§ What is expected: Arrange the records, from the start through the line containing "x=451, y=55", as a Markdown table with the columns Row and Line text. Give each line its own numbered row, and omit blank lines.

#####

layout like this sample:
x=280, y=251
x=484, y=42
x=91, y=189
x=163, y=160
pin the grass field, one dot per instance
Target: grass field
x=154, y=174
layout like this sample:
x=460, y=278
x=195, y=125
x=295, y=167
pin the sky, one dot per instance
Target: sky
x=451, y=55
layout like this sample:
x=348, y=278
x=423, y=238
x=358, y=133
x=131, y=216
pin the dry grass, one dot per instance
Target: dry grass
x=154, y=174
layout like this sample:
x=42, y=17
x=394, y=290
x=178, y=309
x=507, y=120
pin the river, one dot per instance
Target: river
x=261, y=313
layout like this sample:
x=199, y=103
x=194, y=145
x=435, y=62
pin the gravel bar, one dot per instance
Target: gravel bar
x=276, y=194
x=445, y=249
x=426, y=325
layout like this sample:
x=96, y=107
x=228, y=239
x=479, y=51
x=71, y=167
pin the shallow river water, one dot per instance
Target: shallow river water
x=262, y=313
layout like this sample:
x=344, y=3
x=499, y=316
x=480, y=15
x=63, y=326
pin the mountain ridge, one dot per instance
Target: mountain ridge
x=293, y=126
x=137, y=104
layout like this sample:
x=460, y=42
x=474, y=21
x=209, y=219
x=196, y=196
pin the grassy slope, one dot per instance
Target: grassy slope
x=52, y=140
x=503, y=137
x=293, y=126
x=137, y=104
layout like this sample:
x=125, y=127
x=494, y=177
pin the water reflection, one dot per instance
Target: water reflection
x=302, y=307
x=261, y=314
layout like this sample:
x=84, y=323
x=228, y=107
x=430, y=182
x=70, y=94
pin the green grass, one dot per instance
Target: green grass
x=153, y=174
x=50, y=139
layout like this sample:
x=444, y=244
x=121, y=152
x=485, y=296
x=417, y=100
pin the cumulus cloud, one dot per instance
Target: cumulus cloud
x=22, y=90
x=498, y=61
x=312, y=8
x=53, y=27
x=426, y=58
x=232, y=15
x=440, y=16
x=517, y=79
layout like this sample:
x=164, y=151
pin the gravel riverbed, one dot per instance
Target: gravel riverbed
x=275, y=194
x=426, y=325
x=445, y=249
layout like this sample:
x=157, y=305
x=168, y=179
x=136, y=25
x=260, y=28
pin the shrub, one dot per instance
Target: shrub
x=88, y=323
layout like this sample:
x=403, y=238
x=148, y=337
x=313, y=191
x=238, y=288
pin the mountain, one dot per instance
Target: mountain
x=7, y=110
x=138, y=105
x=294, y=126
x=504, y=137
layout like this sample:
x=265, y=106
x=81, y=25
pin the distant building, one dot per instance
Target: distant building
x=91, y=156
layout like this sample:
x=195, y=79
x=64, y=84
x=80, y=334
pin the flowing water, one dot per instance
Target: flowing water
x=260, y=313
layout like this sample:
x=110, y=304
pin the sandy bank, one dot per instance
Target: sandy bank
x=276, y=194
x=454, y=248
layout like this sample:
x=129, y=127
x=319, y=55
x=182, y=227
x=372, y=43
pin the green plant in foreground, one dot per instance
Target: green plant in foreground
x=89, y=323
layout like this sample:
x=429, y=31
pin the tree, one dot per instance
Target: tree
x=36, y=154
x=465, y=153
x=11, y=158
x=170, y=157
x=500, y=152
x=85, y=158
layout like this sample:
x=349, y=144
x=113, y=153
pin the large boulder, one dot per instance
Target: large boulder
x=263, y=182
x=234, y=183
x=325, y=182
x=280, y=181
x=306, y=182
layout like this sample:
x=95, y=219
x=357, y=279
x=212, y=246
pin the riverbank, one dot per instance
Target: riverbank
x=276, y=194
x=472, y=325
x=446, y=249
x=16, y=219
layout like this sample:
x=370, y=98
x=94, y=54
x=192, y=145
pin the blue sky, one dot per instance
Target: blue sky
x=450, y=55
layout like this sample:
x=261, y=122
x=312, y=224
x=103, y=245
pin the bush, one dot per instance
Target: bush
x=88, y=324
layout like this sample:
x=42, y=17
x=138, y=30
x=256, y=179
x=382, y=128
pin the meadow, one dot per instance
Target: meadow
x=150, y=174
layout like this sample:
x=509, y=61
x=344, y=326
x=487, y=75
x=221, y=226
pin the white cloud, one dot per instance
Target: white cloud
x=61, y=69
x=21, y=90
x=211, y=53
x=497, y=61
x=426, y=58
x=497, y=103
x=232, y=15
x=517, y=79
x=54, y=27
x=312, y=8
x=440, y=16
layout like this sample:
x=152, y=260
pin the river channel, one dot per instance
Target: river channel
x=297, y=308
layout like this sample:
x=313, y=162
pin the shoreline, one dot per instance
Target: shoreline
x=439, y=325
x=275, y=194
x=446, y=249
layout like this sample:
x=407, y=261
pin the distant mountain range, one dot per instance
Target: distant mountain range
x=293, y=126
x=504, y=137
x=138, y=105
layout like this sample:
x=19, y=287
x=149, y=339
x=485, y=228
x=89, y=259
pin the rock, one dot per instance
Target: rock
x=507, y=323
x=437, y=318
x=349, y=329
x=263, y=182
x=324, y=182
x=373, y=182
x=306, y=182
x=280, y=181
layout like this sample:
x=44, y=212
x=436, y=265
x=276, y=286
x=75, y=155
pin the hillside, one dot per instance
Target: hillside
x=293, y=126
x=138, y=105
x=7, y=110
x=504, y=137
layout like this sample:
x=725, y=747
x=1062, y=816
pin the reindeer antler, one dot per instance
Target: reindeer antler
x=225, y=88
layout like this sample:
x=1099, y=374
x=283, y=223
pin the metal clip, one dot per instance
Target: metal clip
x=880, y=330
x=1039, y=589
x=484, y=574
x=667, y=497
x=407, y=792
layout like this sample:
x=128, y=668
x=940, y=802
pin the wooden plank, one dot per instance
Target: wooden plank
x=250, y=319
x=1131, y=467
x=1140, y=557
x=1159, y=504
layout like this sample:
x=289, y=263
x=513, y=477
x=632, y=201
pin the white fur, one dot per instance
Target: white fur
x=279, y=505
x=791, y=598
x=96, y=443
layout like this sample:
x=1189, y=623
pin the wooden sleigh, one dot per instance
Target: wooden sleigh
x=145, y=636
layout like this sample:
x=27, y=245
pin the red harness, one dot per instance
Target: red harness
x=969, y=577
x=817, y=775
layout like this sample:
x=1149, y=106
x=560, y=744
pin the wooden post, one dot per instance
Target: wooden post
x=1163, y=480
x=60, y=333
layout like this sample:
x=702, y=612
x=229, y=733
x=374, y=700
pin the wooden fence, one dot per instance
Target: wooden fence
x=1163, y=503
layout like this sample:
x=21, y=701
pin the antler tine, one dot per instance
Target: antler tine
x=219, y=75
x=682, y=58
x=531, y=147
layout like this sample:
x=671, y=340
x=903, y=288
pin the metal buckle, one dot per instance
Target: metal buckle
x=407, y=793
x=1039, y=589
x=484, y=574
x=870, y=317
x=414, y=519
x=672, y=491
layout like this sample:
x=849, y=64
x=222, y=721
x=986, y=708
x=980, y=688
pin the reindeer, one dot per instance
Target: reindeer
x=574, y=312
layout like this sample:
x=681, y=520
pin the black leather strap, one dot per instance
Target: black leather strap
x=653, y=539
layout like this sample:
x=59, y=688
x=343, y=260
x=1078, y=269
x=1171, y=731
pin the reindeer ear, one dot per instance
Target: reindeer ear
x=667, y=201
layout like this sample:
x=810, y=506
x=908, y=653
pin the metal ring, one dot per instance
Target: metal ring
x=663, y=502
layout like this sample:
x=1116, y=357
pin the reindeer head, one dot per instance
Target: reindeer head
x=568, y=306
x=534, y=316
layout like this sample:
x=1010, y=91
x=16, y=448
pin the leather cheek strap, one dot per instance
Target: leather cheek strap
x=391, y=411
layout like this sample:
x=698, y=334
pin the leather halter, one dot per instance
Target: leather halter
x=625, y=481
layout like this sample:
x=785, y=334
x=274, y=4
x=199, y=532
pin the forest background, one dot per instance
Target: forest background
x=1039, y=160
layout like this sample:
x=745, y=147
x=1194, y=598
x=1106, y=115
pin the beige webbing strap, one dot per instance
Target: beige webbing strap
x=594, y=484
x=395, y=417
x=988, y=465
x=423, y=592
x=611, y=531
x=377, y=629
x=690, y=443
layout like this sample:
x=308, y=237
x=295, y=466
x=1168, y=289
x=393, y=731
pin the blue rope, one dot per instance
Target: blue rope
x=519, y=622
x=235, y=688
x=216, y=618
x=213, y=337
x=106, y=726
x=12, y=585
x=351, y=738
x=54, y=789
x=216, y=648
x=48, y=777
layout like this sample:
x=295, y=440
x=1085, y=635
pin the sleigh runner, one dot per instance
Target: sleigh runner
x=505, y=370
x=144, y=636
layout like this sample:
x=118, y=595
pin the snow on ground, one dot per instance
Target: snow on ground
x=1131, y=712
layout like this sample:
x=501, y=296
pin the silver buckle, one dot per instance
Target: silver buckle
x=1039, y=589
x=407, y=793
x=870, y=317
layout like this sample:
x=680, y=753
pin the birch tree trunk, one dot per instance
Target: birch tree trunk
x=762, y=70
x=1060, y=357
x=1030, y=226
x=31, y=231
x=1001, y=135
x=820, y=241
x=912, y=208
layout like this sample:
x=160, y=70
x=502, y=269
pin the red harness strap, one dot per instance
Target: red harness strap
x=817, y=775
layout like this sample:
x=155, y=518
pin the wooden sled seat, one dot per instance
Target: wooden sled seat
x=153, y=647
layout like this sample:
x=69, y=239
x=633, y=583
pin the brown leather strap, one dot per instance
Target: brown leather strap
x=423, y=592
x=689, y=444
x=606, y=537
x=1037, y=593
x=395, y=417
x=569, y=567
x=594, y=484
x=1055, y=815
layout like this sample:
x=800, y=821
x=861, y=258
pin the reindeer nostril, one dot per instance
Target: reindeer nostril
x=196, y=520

#####

§ Task solution:
| Row | Line text |
|---|---|
| 1 | layout like this sample: |
| 2 | x=280, y=251 |
| 3 | x=484, y=42 |
| 4 | x=91, y=189 |
| 5 | x=163, y=160 |
| 6 | pin the grass field, one dot per instance |
| 7 | Target: grass field |
| 8 | x=154, y=174 |
| 9 | layout like this sample: |
| 10 | x=460, y=278 |
| 11 | x=195, y=125 |
| 12 | x=295, y=167 |
| 13 | pin the sky, one dot per instance |
| 14 | Target: sky |
| 15 | x=451, y=55 |